● **WHAT IS ASKED**:
Rewrite the records below, replacing every "return its coordinates" with "give its bounding box" and leaving everything else unchanged. Omit the pictures from your output.

(Entries for bounding box labeling)
*-*-*

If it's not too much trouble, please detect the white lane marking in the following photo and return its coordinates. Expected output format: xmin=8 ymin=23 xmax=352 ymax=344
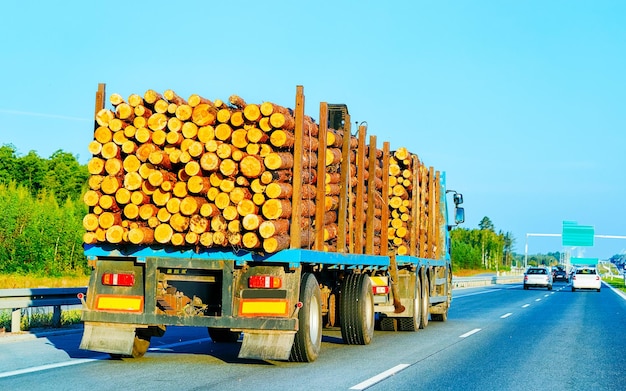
xmin=0 ymin=338 xmax=211 ymax=379
xmin=350 ymin=364 xmax=410 ymax=390
xmin=0 ymin=356 xmax=102 ymax=379
xmin=459 ymin=329 xmax=482 ymax=338
xmin=452 ymin=289 xmax=502 ymax=299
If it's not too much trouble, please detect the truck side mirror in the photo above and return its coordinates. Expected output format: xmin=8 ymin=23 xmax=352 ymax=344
xmin=454 ymin=193 xmax=463 ymax=205
xmin=454 ymin=207 xmax=465 ymax=224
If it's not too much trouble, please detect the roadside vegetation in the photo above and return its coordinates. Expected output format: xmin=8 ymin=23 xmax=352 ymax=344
xmin=0 ymin=144 xmax=624 ymax=330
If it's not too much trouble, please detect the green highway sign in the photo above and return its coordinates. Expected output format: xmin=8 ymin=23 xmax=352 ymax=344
xmin=561 ymin=221 xmax=594 ymax=247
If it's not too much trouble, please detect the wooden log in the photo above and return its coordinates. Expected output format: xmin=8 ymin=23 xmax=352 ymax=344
xmin=265 ymin=182 xmax=293 ymax=198
xmin=230 ymin=111 xmax=245 ymax=128
xmin=196 ymin=125 xmax=215 ymax=144
xmin=175 ymin=104 xmax=193 ymax=121
xmin=169 ymin=213 xmax=189 ymax=232
xmin=215 ymin=123 xmax=233 ymax=141
xmin=128 ymin=227 xmax=154 ymax=244
xmin=165 ymin=197 xmax=182 ymax=214
xmin=239 ymin=155 xmax=264 ymax=178
xmin=241 ymin=232 xmax=262 ymax=249
xmin=180 ymin=196 xmax=208 ymax=216
xmin=236 ymin=199 xmax=259 ymax=217
xmin=270 ymin=129 xmax=295 ymax=148
xmin=139 ymin=204 xmax=159 ymax=221
xmin=263 ymin=235 xmax=291 ymax=253
xmin=187 ymin=175 xmax=211 ymax=194
xmin=96 ymin=109 xmax=115 ymax=127
xmin=259 ymin=219 xmax=290 ymax=239
xmin=98 ymin=212 xmax=122 ymax=230
xmin=106 ymin=225 xmax=126 ymax=244
xmin=240 ymin=213 xmax=263 ymax=231
xmin=100 ymin=175 xmax=123 ymax=195
xmin=261 ymin=199 xmax=291 ymax=220
xmin=187 ymin=94 xmax=213 ymax=107
xmin=263 ymin=152 xmax=293 ymax=170
xmin=83 ymin=213 xmax=100 ymax=231
xmin=246 ymin=127 xmax=269 ymax=143
xmin=100 ymin=142 xmax=121 ymax=160
xmin=146 ymin=112 xmax=168 ymax=132
xmin=154 ymin=224 xmax=174 ymax=244
xmin=200 ymin=152 xmax=220 ymax=172
xmin=228 ymin=187 xmax=252 ymax=205
xmin=191 ymin=103 xmax=217 ymax=126
xmin=200 ymin=203 xmax=220 ymax=217
xmin=270 ymin=113 xmax=295 ymax=130
xmin=199 ymin=232 xmax=213 ymax=247
xmin=189 ymin=214 xmax=209 ymax=234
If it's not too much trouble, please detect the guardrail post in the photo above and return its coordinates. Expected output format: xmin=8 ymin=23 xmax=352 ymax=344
xmin=52 ymin=305 xmax=61 ymax=327
xmin=11 ymin=308 xmax=22 ymax=333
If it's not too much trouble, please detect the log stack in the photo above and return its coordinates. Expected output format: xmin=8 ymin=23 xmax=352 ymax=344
xmin=83 ymin=85 xmax=441 ymax=256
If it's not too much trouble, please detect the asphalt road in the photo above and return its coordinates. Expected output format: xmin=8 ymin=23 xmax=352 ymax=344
xmin=0 ymin=283 xmax=626 ymax=391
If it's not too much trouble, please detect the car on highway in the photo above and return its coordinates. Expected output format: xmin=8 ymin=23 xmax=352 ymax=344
xmin=571 ymin=266 xmax=602 ymax=292
xmin=524 ymin=266 xmax=552 ymax=291
xmin=552 ymin=266 xmax=567 ymax=281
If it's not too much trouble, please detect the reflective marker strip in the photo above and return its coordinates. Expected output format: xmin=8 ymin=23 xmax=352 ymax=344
xmin=459 ymin=329 xmax=481 ymax=338
xmin=239 ymin=299 xmax=288 ymax=316
xmin=96 ymin=295 xmax=143 ymax=312
xmin=350 ymin=364 xmax=409 ymax=390
xmin=370 ymin=276 xmax=388 ymax=286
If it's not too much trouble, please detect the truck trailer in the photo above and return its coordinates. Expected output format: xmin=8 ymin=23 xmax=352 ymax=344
xmin=80 ymin=84 xmax=464 ymax=362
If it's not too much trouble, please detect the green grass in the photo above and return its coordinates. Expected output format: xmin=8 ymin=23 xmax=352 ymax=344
xmin=602 ymin=277 xmax=626 ymax=292
xmin=0 ymin=308 xmax=81 ymax=331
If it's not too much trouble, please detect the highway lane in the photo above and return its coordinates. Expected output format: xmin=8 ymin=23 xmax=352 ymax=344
xmin=0 ymin=284 xmax=626 ymax=390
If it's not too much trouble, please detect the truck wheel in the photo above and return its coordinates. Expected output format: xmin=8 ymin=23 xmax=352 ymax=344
xmin=339 ymin=274 xmax=374 ymax=345
xmin=398 ymin=276 xmax=422 ymax=331
xmin=289 ymin=273 xmax=322 ymax=362
xmin=420 ymin=276 xmax=430 ymax=329
xmin=208 ymin=327 xmax=241 ymax=343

*-*-*

● **RESPONSE TO THE EXERCISE**:
If it's not too much trouble, please detect the white lane marking in the following photo and give its bounding box. Expected output format: xmin=8 ymin=23 xmax=352 ymax=344
xmin=0 ymin=338 xmax=211 ymax=379
xmin=350 ymin=364 xmax=410 ymax=390
xmin=0 ymin=356 xmax=102 ymax=379
xmin=459 ymin=329 xmax=482 ymax=338
xmin=452 ymin=289 xmax=502 ymax=299
If it's not too much trouble, please detect the truck side mirror in the photo above and give its bounding box. Expected output format: xmin=8 ymin=23 xmax=352 ymax=344
xmin=454 ymin=193 xmax=463 ymax=205
xmin=454 ymin=207 xmax=465 ymax=224
If it's not too much trouble, please detect the roadside vegetation in the photo above and give its bounding box. Expected output format: xmin=8 ymin=23 xmax=352 ymax=344
xmin=0 ymin=144 xmax=624 ymax=330
If it's not too much trouble, please detect the green highway sign in the photo above and give its bounding box. Expected output format: xmin=8 ymin=23 xmax=352 ymax=344
xmin=561 ymin=221 xmax=594 ymax=247
If it's not too much trouble, please detect the wooden log in the photo above and give its bounding box. Expected output format: xmin=8 ymin=23 xmax=352 ymax=344
xmin=265 ymin=182 xmax=293 ymax=198
xmin=230 ymin=111 xmax=245 ymax=128
xmin=196 ymin=125 xmax=215 ymax=144
xmin=175 ymin=104 xmax=193 ymax=121
xmin=169 ymin=213 xmax=189 ymax=232
xmin=215 ymin=123 xmax=233 ymax=141
xmin=128 ymin=227 xmax=154 ymax=244
xmin=165 ymin=197 xmax=182 ymax=214
xmin=239 ymin=155 xmax=264 ymax=178
xmin=241 ymin=232 xmax=262 ymax=249
xmin=180 ymin=196 xmax=208 ymax=216
xmin=236 ymin=199 xmax=259 ymax=217
xmin=270 ymin=129 xmax=295 ymax=148
xmin=139 ymin=204 xmax=159 ymax=221
xmin=263 ymin=235 xmax=291 ymax=253
xmin=187 ymin=175 xmax=211 ymax=194
xmin=96 ymin=109 xmax=115 ymax=127
xmin=259 ymin=219 xmax=290 ymax=239
xmin=98 ymin=212 xmax=122 ymax=230
xmin=106 ymin=225 xmax=126 ymax=244
xmin=240 ymin=213 xmax=263 ymax=231
xmin=100 ymin=175 xmax=123 ymax=195
xmin=261 ymin=199 xmax=291 ymax=220
xmin=187 ymin=94 xmax=213 ymax=107
xmin=263 ymin=152 xmax=293 ymax=170
xmin=83 ymin=213 xmax=100 ymax=231
xmin=246 ymin=127 xmax=269 ymax=143
xmin=100 ymin=142 xmax=121 ymax=160
xmin=146 ymin=112 xmax=168 ymax=132
xmin=154 ymin=224 xmax=174 ymax=244
xmin=200 ymin=152 xmax=220 ymax=172
xmin=228 ymin=187 xmax=252 ymax=205
xmin=191 ymin=103 xmax=217 ymax=126
xmin=200 ymin=203 xmax=220 ymax=217
xmin=270 ymin=113 xmax=295 ymax=130
xmin=199 ymin=232 xmax=213 ymax=247
xmin=189 ymin=214 xmax=209 ymax=234
If it's not too much trouble, please detect the guardrail post in the photo above and give its bounding box. Expected output format: xmin=8 ymin=23 xmax=352 ymax=344
xmin=52 ymin=305 xmax=61 ymax=327
xmin=11 ymin=308 xmax=22 ymax=333
If it's not too much trouble, please detect the log stack in the photo above and give its bounding box. Expected output format: xmin=8 ymin=23 xmax=352 ymax=344
xmin=83 ymin=85 xmax=441 ymax=256
If it's not too much trouble, please detect the asphalt road in the photo above and give its bounding box. Expected output format: xmin=8 ymin=23 xmax=352 ymax=344
xmin=0 ymin=283 xmax=626 ymax=391
If it's not too much trouble, please detect the car on highway in the photo above and give its bounding box. Expected output format: xmin=8 ymin=23 xmax=352 ymax=344
xmin=571 ymin=266 xmax=602 ymax=292
xmin=524 ymin=266 xmax=552 ymax=291
xmin=552 ymin=266 xmax=567 ymax=281
If it's not too much trouble, please detect the reflective marker strip in the photo above and give its bounding box. Expected output format: xmin=8 ymin=23 xmax=352 ymax=344
xmin=459 ymin=329 xmax=481 ymax=338
xmin=239 ymin=299 xmax=288 ymax=316
xmin=96 ymin=295 xmax=143 ymax=312
xmin=350 ymin=364 xmax=409 ymax=390
xmin=370 ymin=276 xmax=388 ymax=286
If it's not too much trouble, please detect the truck trailer in the photo above and give its bounding box. Expected output format: xmin=8 ymin=23 xmax=352 ymax=344
xmin=80 ymin=84 xmax=464 ymax=362
If it's not too much trouble, please detect the green grass in the photo above and give its bounding box. Expected output format: xmin=8 ymin=23 xmax=352 ymax=344
xmin=602 ymin=277 xmax=626 ymax=292
xmin=0 ymin=308 xmax=81 ymax=331
If it's not too much trouble, please detect the highway lane in the photo above and give its bounding box. Expected output format: xmin=8 ymin=23 xmax=352 ymax=344
xmin=0 ymin=284 xmax=626 ymax=390
If it's not too much trouble, please detect the truck wheel in the photo above and give its bounding box. Expected output format: xmin=8 ymin=23 xmax=352 ymax=344
xmin=339 ymin=274 xmax=374 ymax=345
xmin=398 ymin=276 xmax=422 ymax=331
xmin=289 ymin=273 xmax=322 ymax=362
xmin=420 ymin=276 xmax=430 ymax=329
xmin=208 ymin=327 xmax=241 ymax=343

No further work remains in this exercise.